══ GIVEN PASSAGE

[zeromq-dev] PUB/SUB assert(get_load () == 0) in zmq_ctx_destroy

Martin Townsend martin.townsend at xsilon.com
Tue Jul 1 16:46:44 CEST 2014


This maybe related to
https://github.com/zeromq/libzmq/issues/795

Regards,
Martin.


On 01/07/14 15:28, Martin Townsend wrote:
> Hi,
>
> I think I have got to the bottom of the problem. My main app is calling
> zmq_ctx_destroy which ends up calling the destructor for the io_thread
> associated with the IPC socket.  This destructor calls the destructor
> for the poller instance.  problem is that the io_thread instance has
> added the mailbox handle to the poller using add_fd but expects it to be
> removed using
> void zmq::io_thread_t::process_stop ()

════

** PROBLEM STATEMENT **
Can you reproduce, word for word, the stretch of the ZeroMQ mailing-list post from "On 01/07/14 15:28, Martin" through "void zmq::io_thread_t::process_stop ()"?

══ DATA PROVIDED

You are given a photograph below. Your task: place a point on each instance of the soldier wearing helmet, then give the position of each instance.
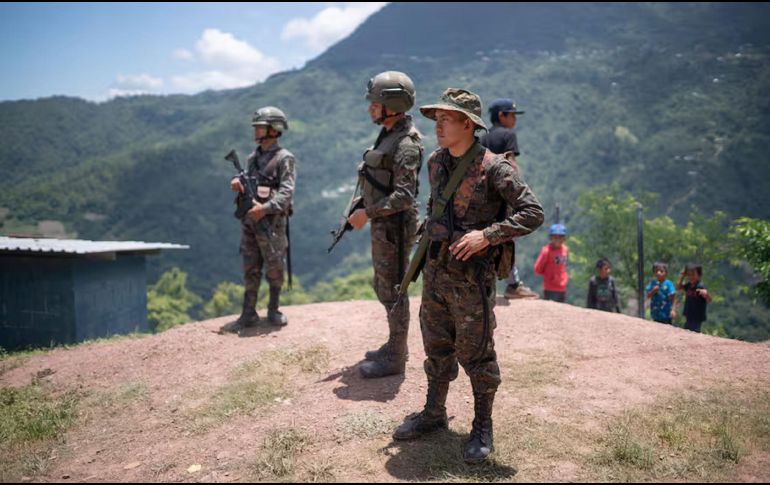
(388, 175)
(264, 239)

════

** FINISHED ANSWER **
On 01/07/14 15:28, Martin Townsend wrote:
> Hi,
>
> I think I have got to the bottom of the problem. My main app is calling
> zmq_ctx_destroy which ends up calling the destructor for the io_thread
> associated with the IPC socket.  This destructor calls the destructor
> for the poller instance.  problem is that the io_thread instance has
> added the mailbox handle to the poller using add_fd but expects it to be
> removed using
> void zmq::io_thread_t::process_stop ()